#### [GIVEN INSTRUCTION 1]
Please decide whether each statement below agrees with the approximation text, answering yes or no and quoting the deciding words of the text. (a) The best unconstrained approximation normally oscillates around the target function. (b) Derivatives are usually sensitive enough to measure the smoothness of a function for direct and converse results. (c) Shape-preserving requirements arise naturally in some problems of computer-aided geometric design.
#### [GIVEN INSTRUCTION 2]
Reproduce everything in the approximation text from "One of the main" down to "partial differential equations.".

#### [PAGE TEXT]
▼

Shape-preserving approximation is a type of constrained approximation: we demand that the approximating tool preserves certain geometric properties of the function, such as a sign, monotonicity, convexity, etc. Normally the element of best-unconstrained approximation is oscillating around the target function, but such oscillation may be undesired in applications, so specialized methods need to be developed. Shape-preserving requirements appear naturally in some problems of computer-aided geometric design. Research focuses on how much of the accuracy of approximation we must sacrifice in order to fulfill shape constraints.
One of the main tasks of approximation theory is to investigate relations between the smoothness of the approximated function and the error of approximation. If a function is “smoother” (e.g. has more derivatives), one can usually achieve a better approximation rate. Conversely, the magnitude of the approximation error carries information about the smoothness of the function. To achieve such direct and converse results, one needs to properly measure the smoothness of the function, and derivatives are usually not sensitive enough for the task. One of the applications of measures of smoothness is the analysis of the speed of numerical solutions of integral and partial differential equations.

▲

#### [DATA LINES]
▼

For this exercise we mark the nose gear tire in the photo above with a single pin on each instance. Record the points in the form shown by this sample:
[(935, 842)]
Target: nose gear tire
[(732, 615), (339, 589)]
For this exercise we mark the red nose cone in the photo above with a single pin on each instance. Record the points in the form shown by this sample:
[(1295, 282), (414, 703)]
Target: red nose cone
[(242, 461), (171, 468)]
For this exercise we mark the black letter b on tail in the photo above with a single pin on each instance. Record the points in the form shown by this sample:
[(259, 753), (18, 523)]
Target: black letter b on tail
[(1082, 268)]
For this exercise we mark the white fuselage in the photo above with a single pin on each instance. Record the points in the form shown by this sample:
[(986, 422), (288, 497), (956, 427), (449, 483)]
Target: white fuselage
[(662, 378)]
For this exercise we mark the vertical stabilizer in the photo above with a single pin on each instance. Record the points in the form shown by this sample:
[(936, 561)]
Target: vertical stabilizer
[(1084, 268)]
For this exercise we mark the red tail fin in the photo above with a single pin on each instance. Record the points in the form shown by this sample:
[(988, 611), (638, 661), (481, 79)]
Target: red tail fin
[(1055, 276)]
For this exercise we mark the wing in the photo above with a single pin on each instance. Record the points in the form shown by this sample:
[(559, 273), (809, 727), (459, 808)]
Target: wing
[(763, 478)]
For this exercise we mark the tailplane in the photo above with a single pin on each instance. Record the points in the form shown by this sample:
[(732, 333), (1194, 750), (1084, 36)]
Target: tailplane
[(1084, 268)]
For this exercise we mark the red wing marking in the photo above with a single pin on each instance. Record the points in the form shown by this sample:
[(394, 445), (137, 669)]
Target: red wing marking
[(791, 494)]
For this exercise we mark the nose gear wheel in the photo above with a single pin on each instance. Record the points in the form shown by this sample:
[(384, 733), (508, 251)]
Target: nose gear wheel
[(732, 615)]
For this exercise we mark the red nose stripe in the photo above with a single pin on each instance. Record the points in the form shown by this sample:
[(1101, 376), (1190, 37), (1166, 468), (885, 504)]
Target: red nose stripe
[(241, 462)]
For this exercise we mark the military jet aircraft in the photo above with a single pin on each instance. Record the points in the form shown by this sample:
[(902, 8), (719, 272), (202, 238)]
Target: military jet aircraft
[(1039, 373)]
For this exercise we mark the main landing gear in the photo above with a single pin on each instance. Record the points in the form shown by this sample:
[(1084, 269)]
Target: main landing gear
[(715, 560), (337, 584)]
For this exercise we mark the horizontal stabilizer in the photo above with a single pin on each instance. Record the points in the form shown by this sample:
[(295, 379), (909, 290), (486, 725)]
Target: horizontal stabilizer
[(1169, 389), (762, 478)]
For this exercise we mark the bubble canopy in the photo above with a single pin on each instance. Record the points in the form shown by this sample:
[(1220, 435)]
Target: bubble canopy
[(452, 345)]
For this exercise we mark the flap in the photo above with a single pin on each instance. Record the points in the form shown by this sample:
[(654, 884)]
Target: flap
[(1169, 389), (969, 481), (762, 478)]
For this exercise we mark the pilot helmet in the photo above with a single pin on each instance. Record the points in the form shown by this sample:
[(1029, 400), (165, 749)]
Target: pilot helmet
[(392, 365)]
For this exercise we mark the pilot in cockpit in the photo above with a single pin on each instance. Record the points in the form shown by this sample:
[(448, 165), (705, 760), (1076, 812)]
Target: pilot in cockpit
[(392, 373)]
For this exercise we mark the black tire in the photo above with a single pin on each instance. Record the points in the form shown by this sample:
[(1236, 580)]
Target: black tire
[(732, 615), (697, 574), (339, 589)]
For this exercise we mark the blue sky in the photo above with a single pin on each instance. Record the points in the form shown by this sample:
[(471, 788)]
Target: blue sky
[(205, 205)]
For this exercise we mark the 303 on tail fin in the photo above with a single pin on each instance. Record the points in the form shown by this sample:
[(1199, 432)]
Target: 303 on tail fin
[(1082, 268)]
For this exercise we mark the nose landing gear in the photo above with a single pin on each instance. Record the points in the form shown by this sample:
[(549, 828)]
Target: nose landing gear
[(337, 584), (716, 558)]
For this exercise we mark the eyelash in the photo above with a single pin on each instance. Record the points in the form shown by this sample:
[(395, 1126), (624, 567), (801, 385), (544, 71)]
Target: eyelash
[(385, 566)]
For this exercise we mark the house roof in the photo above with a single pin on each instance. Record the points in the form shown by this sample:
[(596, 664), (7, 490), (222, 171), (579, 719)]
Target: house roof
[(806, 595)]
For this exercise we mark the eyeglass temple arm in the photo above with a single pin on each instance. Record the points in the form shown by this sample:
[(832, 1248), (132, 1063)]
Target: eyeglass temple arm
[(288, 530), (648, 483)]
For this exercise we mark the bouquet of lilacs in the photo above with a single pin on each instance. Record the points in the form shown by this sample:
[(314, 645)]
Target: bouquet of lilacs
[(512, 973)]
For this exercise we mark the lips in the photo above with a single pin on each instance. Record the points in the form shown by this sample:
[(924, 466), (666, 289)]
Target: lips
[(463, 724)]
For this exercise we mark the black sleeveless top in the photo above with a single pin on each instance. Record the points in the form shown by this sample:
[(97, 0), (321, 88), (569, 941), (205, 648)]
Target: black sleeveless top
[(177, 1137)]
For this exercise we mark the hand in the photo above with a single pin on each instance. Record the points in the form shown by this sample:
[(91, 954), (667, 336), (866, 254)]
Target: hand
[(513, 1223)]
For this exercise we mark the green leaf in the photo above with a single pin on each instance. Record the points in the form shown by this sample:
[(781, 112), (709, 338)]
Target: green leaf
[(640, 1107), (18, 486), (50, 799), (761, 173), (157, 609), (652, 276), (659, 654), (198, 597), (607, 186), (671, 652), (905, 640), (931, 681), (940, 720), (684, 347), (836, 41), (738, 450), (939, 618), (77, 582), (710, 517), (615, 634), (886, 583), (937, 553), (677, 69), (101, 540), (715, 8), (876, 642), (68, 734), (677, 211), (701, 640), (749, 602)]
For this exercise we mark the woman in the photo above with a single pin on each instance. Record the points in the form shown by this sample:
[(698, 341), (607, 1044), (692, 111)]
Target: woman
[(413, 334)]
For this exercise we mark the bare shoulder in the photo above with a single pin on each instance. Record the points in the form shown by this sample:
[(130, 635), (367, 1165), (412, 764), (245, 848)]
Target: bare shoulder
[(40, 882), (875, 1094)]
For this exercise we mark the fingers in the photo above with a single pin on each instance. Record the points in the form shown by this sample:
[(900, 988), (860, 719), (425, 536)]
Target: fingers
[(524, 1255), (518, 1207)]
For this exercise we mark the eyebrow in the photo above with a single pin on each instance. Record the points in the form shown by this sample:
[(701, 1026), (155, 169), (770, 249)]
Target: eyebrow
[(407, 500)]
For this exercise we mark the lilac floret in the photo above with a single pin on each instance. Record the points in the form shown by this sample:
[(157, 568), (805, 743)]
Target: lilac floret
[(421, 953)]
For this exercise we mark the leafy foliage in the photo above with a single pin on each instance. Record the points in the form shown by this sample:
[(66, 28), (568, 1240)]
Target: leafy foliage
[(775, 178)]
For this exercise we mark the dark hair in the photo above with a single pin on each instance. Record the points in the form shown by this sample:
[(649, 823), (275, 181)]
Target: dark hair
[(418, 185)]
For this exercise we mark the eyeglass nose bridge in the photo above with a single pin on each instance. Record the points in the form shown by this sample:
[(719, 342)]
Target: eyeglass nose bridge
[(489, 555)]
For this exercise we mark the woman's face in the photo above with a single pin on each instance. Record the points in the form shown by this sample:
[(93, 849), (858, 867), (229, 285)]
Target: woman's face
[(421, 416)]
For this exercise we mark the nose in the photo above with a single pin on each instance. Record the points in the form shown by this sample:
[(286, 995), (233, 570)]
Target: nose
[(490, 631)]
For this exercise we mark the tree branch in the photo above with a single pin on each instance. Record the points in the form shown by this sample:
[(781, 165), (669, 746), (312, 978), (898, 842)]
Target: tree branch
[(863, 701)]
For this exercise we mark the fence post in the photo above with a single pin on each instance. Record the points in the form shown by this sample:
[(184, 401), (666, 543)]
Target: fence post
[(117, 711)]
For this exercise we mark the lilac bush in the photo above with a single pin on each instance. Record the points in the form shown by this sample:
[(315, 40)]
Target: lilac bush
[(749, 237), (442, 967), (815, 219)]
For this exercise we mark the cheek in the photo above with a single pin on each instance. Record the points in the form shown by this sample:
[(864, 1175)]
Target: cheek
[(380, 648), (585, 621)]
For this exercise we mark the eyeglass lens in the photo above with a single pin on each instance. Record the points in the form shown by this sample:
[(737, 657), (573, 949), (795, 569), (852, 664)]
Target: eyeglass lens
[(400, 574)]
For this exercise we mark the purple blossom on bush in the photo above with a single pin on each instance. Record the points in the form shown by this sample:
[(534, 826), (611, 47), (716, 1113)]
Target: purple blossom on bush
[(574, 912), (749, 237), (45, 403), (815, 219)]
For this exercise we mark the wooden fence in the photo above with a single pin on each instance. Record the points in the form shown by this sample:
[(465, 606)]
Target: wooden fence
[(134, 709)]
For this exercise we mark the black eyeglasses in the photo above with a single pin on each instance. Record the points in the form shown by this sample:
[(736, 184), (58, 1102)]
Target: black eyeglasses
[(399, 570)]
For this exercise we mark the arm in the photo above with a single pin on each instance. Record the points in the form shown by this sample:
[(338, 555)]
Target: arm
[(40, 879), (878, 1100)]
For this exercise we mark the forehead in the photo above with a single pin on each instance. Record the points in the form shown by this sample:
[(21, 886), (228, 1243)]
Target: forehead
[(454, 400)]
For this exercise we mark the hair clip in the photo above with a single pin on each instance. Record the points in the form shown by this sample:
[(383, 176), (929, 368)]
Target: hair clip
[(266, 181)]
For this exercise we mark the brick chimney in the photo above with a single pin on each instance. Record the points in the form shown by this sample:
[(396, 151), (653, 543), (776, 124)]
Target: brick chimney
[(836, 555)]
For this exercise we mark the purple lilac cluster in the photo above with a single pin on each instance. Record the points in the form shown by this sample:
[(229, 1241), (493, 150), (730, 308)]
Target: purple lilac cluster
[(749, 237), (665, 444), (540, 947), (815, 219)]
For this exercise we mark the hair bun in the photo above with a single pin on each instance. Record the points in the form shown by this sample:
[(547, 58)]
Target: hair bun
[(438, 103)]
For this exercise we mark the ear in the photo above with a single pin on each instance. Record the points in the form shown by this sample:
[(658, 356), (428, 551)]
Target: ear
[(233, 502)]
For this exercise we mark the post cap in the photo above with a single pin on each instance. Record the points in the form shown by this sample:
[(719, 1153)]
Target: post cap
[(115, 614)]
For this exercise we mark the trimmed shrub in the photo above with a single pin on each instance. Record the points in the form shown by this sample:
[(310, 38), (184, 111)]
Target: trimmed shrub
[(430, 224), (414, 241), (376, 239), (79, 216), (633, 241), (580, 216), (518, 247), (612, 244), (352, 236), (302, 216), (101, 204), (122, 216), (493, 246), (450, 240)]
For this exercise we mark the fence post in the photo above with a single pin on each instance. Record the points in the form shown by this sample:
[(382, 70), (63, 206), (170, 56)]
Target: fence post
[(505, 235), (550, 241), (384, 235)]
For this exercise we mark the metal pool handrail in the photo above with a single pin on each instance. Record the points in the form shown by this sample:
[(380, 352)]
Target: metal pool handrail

▲

#### [PROBLEM SOLUTION 1]
(a) Yes: "Normally the element of best-unconstrained approximation is oscillating around the target function"
(b) No: "derivatives are usually not sensitive enough for the task"
(c) Yes: "Shape-preserving requirements appear naturally in some problems of computer-aided geometric design"

#### [PROBLEM SOLUTION 2]
One of the main tasks of approximation theory is to investigate relations between the smoothness of the approximated function and the error of approximation. If a function is “smoother” (e.g. has more derivatives), one can usually achieve a better approximation rate. Conversely, the magnitude of the approximation error carries information about the smoothness of the function. To achieve such direct and converse results, one needs to properly measure the smoothness of the function, and derivatives are usually not sensitive enough for the task. One of the applications of measures of smoothness is the analysis of the speed of numerical solutions of integral and partial differential equations.